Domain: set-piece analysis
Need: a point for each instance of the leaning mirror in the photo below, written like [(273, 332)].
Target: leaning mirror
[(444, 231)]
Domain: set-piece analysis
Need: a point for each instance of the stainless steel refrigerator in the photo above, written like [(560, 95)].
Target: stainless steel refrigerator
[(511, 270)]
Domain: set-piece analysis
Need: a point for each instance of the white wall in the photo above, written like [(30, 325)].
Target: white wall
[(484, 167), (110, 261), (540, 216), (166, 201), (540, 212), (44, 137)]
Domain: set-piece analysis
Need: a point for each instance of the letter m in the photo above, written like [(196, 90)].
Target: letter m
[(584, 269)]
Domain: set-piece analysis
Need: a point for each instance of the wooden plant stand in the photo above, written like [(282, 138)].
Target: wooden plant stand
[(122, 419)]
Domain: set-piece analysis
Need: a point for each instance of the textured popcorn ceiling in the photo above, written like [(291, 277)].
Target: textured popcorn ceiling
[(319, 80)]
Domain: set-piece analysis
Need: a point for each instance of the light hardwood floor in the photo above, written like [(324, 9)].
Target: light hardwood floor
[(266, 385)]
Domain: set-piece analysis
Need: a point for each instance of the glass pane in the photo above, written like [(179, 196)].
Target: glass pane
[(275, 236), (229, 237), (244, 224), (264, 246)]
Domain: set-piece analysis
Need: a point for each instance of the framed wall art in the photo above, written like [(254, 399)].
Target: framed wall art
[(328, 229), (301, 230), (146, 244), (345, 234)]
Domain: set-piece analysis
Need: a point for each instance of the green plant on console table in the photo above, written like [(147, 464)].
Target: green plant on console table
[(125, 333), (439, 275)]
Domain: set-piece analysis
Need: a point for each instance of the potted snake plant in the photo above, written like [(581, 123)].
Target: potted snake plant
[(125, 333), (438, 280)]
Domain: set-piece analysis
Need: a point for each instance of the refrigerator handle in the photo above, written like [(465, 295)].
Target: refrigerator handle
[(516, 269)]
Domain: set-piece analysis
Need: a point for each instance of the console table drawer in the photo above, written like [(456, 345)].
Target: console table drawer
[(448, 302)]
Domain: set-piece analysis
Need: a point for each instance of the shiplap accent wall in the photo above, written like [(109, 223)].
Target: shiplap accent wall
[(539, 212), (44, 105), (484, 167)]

## Written task
Copy the records word for word, from the very beginning through the line containing "[(516, 269)]", and stop there.

## Full solution
Domain: set-piece analysis
Need: a point for each instance of the leaning mirror in the photo below, written like [(273, 332)].
Target: leaning mirror
[(444, 231)]
Domain: set-piece analysis
Need: a point for each instance of the stainless steel refrigerator in the photo above, written like [(560, 95)].
Target: stainless steel refrigerator
[(511, 270)]
Domain: set-piece analysis
Need: a point for each instance of the white wall in the photo above, written like [(30, 325)].
Target: white wall
[(484, 167), (110, 261), (540, 216), (166, 201), (540, 212), (44, 137)]
Domain: set-piece analysis
Need: a point for each instance of the letter m in the photo above, written like [(196, 90)].
Target: letter m
[(584, 269)]
Domain: set-piece analysis
Need: a point for each instance of the wooden plant stand in the photo above, written like [(282, 138)].
Target: wooden plant stand
[(122, 419)]
Domain: set-piece analysis
Need: a point for each instance of the textured popcorn ceiling in the photo above, written like [(291, 277)].
Target: textured popcorn ceiling
[(319, 80)]
Domain: set-piece analysis
Need: a point for each instance of the light hardwood floor in the photo above, written like [(324, 9)].
Target: light hardwood floor
[(266, 385)]
Domain: set-piece analysis
Need: a point for each instance of the glass pane in the photo above, written like [(179, 196)].
Target: glass pane
[(275, 236), (229, 237), (244, 224), (264, 246)]
Domain: set-piece analysis
Need: a point for each instance of the framed wall art in the photo above, written like [(254, 399)].
Target: framed wall art
[(328, 229), (301, 230), (146, 244), (345, 234)]
Domain: set-piece analysis
Need: a point for each instance of the green plant on console table in the photo above, written like [(147, 464)].
Target: green plant on console table
[(125, 333), (439, 275)]
Domain: set-piece analysis
Need: a point for each instance of the potted snake plant in the photo above, written like [(581, 123)].
Target: potted snake plant
[(125, 333), (438, 280)]
Domain: set-piece analysis
Need: a point for each instance of the refrigerator handle in the photo above, written like [(465, 295)].
Target: refrigerator handle
[(516, 269)]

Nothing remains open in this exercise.